Given task:
Each line below is to be written out in full, exactly as shown.

Entries:
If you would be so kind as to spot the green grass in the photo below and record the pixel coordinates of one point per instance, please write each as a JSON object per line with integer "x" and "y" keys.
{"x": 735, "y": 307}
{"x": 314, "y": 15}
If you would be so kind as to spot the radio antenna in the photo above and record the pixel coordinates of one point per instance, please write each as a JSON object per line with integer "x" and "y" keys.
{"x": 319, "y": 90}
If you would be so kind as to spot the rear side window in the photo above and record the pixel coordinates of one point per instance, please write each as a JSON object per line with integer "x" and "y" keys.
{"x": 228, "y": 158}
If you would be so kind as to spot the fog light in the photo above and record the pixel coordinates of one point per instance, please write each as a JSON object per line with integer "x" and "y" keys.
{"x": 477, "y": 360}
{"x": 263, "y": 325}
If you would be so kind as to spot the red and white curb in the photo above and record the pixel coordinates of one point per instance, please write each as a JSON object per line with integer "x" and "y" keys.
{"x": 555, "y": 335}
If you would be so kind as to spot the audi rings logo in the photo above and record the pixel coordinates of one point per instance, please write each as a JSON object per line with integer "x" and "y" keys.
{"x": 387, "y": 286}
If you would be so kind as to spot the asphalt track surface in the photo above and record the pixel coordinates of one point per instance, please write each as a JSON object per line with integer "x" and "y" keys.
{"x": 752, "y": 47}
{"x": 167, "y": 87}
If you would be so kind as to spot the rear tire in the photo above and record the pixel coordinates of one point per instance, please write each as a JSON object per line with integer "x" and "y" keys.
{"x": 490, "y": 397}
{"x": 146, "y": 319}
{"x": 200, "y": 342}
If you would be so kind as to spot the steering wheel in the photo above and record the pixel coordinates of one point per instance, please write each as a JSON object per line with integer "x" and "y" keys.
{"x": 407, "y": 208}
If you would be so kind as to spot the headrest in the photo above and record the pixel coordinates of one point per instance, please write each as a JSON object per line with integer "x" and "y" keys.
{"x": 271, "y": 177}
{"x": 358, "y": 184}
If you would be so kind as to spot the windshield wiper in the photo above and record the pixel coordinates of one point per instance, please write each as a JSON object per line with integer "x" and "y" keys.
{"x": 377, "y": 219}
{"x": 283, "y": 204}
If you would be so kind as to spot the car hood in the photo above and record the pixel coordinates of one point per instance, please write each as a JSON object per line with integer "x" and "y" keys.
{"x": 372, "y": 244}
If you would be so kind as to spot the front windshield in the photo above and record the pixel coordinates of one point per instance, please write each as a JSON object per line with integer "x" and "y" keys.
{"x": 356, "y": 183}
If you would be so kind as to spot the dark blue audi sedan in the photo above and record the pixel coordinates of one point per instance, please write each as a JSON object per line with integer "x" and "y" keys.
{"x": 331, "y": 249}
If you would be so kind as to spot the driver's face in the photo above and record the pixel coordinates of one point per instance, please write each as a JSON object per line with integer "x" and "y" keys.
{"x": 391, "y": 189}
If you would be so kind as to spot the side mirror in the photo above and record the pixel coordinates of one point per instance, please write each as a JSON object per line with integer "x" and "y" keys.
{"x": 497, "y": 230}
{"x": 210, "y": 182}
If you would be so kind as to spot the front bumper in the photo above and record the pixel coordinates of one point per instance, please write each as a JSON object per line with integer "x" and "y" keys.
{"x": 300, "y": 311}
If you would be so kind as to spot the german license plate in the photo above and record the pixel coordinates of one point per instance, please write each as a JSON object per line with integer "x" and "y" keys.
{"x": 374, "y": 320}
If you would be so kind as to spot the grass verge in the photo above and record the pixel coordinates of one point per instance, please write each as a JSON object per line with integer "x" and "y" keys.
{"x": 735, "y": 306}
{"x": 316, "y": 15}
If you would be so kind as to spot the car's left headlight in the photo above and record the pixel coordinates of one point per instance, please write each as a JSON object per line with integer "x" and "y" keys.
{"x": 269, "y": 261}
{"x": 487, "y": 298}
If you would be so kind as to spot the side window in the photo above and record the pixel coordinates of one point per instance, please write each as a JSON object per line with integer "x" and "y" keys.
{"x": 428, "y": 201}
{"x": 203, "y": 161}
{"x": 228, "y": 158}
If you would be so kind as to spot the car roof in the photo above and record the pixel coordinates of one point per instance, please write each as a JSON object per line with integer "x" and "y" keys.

Solution to this problem:
If you would be so kind as to spot the green grass in the photo below and record the pixel coordinates of one point per instance, please write each as a JSON object per line with integer "x" and "y" keys.
{"x": 735, "y": 307}
{"x": 314, "y": 15}
If you would be so kind as to spot the radio antenna in the photo above and record the pixel coordinates of one point per instance, please write each as a JSON object per line with integer "x" and "y" keys.
{"x": 319, "y": 90}
If you would be so kind as to spot the rear side window in the photo above and record the pixel coordinates of one point per instance, please write each as a JSON object per line with integer "x" and "y" keys.
{"x": 228, "y": 158}
If you would be so kind as to spot the fog light in the photo above and record the pixel coordinates of one point per instance, please write each as a JSON object per line with integer "x" and "y" keys.
{"x": 477, "y": 360}
{"x": 263, "y": 325}
If you would be so kind as to spot the red and white curb in the photo above and record the pixel coordinates of one point per instance, please write each as a JSON object per line with integer "x" and "y" keys.
{"x": 555, "y": 335}
If you would be so kind as to spot the audi rings logo in the photo above and record the pixel coordinates of one point per instance, please write each as a JSON object per line with integer "x" and "y" keys.
{"x": 387, "y": 286}
If you would be so kind as to spot the asphalt track surface in the photo above and record the pixel coordinates of one point per instance, please write each as a JSON object per line with integer "x" and "y" keys.
{"x": 752, "y": 47}
{"x": 167, "y": 87}
If you would be so kind as to spot the rear tire in the photo above and record the pixel coordinates of one point per instance, please write each as a JSON object per line with integer "x" and "y" keys.
{"x": 490, "y": 397}
{"x": 146, "y": 319}
{"x": 200, "y": 342}
If you would be so kind as to spot the steering wheel in the photo above and record the pixel coordinates of one point per instance, please write each as a JSON object per line with integer "x" and "y" keys.
{"x": 407, "y": 208}
If you would be so kind as to spot the headrest in the photo above and record the pixel coordinates of one point per instance, please write each as a JSON object per line with integer "x" and "y" keys.
{"x": 271, "y": 177}
{"x": 358, "y": 184}
If you would be so kind as to spot the windshield wiper in the photo above and record the pixel coordinates of one point per instance, please write each as a JSON object per line with integer "x" and "y" keys.
{"x": 377, "y": 219}
{"x": 283, "y": 204}
If you would be so kind as to spot the car hood in the photo above and record the pixel coordinates of one point per instance, please write each as a JSON object per line with integer "x" and "y" keys.
{"x": 372, "y": 244}
If you would be so kind as to spot the front windshield in the photo above and record the pixel coordinates of one point per instance, please write each as a JSON object per line with integer "x" and "y" keys.
{"x": 356, "y": 183}
If you would be so kind as to spot the dark blue audi sedan in the photo above and record the pixel coordinates of one point per instance, please write each as a JSON object per line with integer "x" and "y" keys.
{"x": 331, "y": 249}
If you would be so kind as to spot the driver's face in the photo above and record the pixel coordinates of one point per instance, please write each as a JSON object per line with integer "x" and "y" keys.
{"x": 391, "y": 189}
If you would be so kind as to spot the side mirror in the photo above and record the pixel coordinates of one point per instance, please write each as a JSON object per line with integer "x" and "y" keys.
{"x": 497, "y": 230}
{"x": 210, "y": 182}
If you would be so kind as to spot the front bumper in the photo above and record the pixel coordinates of one point per instance, please write each as a JSON object per line with integer "x" and "y" keys.
{"x": 300, "y": 311}
If you would be so kind as to spot the german license plate in the photo above and record the pixel coordinates of one point per instance, please write each as a JSON object per line with integer "x" and "y" keys.
{"x": 374, "y": 320}
If you would be so kind as to spot the grass verge in the photo above and record the pixel coordinates of one point per instance, please write each as a JSON object per line with integer "x" and "y" keys.
{"x": 735, "y": 306}
{"x": 316, "y": 15}
If you would be so kind as to spot the car's left headlight in the photo above and record the pixel coordinates of one point per instance, please write each as a JSON object per line with integer "x" and "y" keys.
{"x": 269, "y": 261}
{"x": 487, "y": 298}
If you would be so kind as to spot the side window in the photo above and record the pixel coordinates of one point per instance, please write each as a JSON object per line with integer "x" and "y" keys.
{"x": 428, "y": 201}
{"x": 203, "y": 161}
{"x": 228, "y": 158}
If you would be so kind as to spot the car roof in the photo above and record the pixel coordinates of one point per instance, please write each as a JSON object per line with integer "x" and "y" keys.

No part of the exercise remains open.